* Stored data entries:
= = = = =

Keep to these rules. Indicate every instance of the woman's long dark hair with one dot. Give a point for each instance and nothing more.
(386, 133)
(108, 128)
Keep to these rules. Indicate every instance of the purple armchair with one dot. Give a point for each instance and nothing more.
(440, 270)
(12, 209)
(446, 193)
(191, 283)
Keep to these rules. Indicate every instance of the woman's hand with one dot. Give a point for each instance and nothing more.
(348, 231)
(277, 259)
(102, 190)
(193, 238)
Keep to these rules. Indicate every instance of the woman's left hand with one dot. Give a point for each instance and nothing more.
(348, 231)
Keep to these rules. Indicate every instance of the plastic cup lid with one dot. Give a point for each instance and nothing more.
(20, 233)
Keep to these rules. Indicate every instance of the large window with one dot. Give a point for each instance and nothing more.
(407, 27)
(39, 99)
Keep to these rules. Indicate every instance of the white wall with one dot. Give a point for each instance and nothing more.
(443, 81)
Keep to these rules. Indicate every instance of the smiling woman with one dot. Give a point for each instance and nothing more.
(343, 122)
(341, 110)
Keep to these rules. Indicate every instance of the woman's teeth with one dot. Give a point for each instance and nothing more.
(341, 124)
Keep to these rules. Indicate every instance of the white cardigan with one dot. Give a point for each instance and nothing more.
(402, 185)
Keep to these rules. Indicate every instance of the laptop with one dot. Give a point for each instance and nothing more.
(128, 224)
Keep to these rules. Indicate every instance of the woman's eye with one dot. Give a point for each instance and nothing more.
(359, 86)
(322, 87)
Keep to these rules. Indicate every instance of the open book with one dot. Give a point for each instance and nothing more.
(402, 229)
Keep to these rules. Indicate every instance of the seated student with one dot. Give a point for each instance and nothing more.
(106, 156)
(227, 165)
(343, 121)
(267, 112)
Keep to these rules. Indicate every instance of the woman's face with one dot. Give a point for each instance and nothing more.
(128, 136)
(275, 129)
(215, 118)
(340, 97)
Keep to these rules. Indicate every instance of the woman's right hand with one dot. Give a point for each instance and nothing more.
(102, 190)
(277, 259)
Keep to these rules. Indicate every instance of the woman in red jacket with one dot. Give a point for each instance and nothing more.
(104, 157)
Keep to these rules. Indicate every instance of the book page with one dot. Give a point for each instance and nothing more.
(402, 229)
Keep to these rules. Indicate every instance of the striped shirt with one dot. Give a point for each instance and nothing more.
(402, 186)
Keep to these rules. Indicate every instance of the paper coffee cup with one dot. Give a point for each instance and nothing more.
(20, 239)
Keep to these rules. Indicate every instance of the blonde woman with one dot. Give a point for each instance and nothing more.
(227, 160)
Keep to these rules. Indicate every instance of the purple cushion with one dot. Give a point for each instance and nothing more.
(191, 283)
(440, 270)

= = = = =

* Task to carry out:
An exact copy of the lines from the one containing "Keep to these rules. Indicate every instance of the blonde" through the end of the entries is required, and nothing beyond them.

* Result of the task:
Keep to these rules. Indicate every instance of the blonde woman with one dot. Give a point for each instance and nothing more.
(227, 160)
Keep to these rules. Indicate every instance of the purple cushion with one dot. Give a point for each instance and nothing more.
(191, 283)
(440, 270)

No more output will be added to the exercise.